PASAJE DEL TEXTO:
·····
¿Alemania, ante la decadencia?
La noticia de que la primera economía del euro, Alemania, acaba de entrar técnicamente en recesión tras sumar dos trimestres consecutivos con leves contracciones de su PIB, un contratiempo coyuntural en apariencia leve, se enmarca, sin embargo, en el contexto de una inquietud mucho más general entre las élites políticas y empresariales a propósito de si el modelo industrial del país se adentra o no en la senda sin retorno de la decadencia. No puede negarse, por lo demás, que hay algo de justicia poética en el hecho inopinado de que los perezosos y derrochadores pigs, con Grecia a la cabeza para más inri, están creciendo al tiempo.
Todo ello mientras que los siempre virtuosos y ahorrativos luteranos del norte se ven a sí mismos aplicándose el discurso recurrente de la necesidad de hacer reformas. Y es que la moralina canónica de Berlín, esa que contrapone por rutina a los esforzados germanos con los hedonistas e ineficientes meridionales, también por norma suele incluir la coletilla de que los mediterráneos tendríamos que aplicarnos más para algún día llegar a ser iguales que ellos. Una genuina falacia de composición, en la medida en que el éxito exportador de Alemania, ese motor principal y casi único de su economía que de un tiempo a esta parte ha comenzado a dar señales de andar gripado, exige como condición necesaria de su propia viabilidad que en Europa no existan otras Alemanias.
·····
DATOS PROPORCIONADOS:
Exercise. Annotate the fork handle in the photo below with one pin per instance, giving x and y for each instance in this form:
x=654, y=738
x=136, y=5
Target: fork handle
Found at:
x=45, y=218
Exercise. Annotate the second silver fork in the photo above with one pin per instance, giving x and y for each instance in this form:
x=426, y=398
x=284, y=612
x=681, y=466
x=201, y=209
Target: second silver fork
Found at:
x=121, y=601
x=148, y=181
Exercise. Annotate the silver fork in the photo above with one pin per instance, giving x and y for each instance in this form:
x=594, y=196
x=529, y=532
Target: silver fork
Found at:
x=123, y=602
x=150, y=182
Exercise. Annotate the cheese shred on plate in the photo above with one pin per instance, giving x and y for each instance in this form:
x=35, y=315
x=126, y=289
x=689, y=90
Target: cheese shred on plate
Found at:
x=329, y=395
·····
QUÉ DEBES HACER:
A – Copia del artículo sobre la economía alemana el tramo que va desde "Todo ello mientras" hasta "existan otras Alemanias.".
B – Escribe lo que sigue al artículo sobre la economía alemana, a partir de su última frase.
Para resolver lo que se pide no hacen falta los registros.

RESPUESTAS POR TAREA:
A –
Todo ello mientras que los siempre virtuosos y ahorrativos luteranos del norte se ven a sí mismos aplicándose el discurso recurrente de la necesidad de hacer reformas. Y es que la moralina canónica de Berlín, esa que contrapone por rutina a los esforzados germanos con los hedonistas e ineficientes meridionales, también por norma suele incluir la coletilla de que los mediterráneos tendríamos que aplicarnos más para algún día llegar a ser iguales que ellos. Una genuina falacia de composición, en la medida en que el éxito exportador de Alemania, ese motor principal y casi único de su economía que de un tiempo a esta parte ha comenzado a dar señales de andar gripado, exige como condición necesaria de su propia viabilidad que en Europa no existan otras Alemanias.

B –
Como sucede con las madres, en Alemania solo puede haber una, una y solo una. Postular que España podría emular alguna vez a Alemania, esa fantasía tan recurrente, conduce al mismo absurdo lógico que creer factible en un partido de fútbol que los dos equipos enfrentados ganen por 5-0 al mismo tiempo. Porque si un gran país decide dar cauce al grueso de su producción nacional a través de las exportaciones, supuesto teórico cuyo paradigma en el mundo real encarnan ahora Alemania y China, necesariamente otros países deben asumir el papel de ejercer como importadores netos de esas mercancías.
Así las cosas, si todos en la Unión Europea hubiésemos actuado como Alemania, también todos habríamos sido exportadores netos con enormes superávits comerciales en nuestras cuestas exteriores. Pero resulta metafísicamente imposible que en un sistema cerrado la integridad de sus miembros se dedique a exportar sin que nadie haga lo contrario, importar.
Y ocurre que Europa constituye en esencia un sistema cerrado. En Europa, el grueso de los intercambios comerciales se realizan no con el exterior sino con otros países del continente. Los europeos, si, comerciamos con nosotros mismos de modo muy prioritario. De ahí que la quimera de imitar a Alemania solo sea eso, una quimera.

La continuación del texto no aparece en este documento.